BRIEF —
Can you reproduce the items below with every "drop a dot" changed to "place a point" and nothing else altered?
━━━ TASK INPUT ━━━
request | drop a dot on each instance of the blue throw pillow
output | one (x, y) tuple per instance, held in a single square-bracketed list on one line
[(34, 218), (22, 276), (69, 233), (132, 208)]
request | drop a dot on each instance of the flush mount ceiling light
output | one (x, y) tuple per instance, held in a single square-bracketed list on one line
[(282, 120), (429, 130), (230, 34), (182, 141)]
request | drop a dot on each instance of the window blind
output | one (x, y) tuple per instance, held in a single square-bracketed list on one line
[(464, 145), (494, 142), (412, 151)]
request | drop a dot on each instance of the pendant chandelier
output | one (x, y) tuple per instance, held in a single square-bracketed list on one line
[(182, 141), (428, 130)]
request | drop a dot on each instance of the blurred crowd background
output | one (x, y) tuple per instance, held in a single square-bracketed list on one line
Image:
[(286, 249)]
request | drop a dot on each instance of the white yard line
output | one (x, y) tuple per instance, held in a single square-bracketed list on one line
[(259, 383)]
━━━
ANSWER TO THE TASK —
request | place a point on each instance of the blue throw pillow
output | one (x, y) tuple per instance, held in a single square-bracketed list on one line
[(34, 218), (22, 276), (69, 233), (132, 208)]
request | place a point on each instance of the flush mount ceiling light
output | one (x, y) tuple per instance, held in a single square-bracketed list on one line
[(282, 120), (429, 130), (230, 34), (182, 141)]
request | place a point on each instance of the window blind
output | one (x, y) tuple per instance, held in a single square-bracketed list on one line
[(464, 145), (494, 142), (412, 151)]
request | place a point on each instance of the pendant chandelier
output | one (x, y) tuple per instance, held in a single square-bracketed list on one line
[(182, 141), (428, 130)]
request | place a point on each instance of the blurred crowd background
output | one (x, y) tuple per instance, held in a single square-bracketed list on one line
Image:
[(286, 249)]
request | place a point on each instance of the white yard line
output | one (x, y) tuple per instance, held in a single square-bracketed list on one line
[(259, 383)]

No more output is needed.